* start Excerpted records *
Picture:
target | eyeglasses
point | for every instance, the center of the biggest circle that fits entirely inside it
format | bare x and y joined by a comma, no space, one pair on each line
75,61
* end Excerpted records *
◆ Required task:
Give the rows above as a two-column CSV with the header text,answer and one line for each row. Put each row's text and its answer in one quoted field apiece, with line breaks turned into spaces.

◆ The result:
text,answer
"Picture: target | eyeglasses point | for every instance, the center of the biggest circle that fits entirely inside it format | bare x and y joined by a comma, no space, one pair on each line","75,61"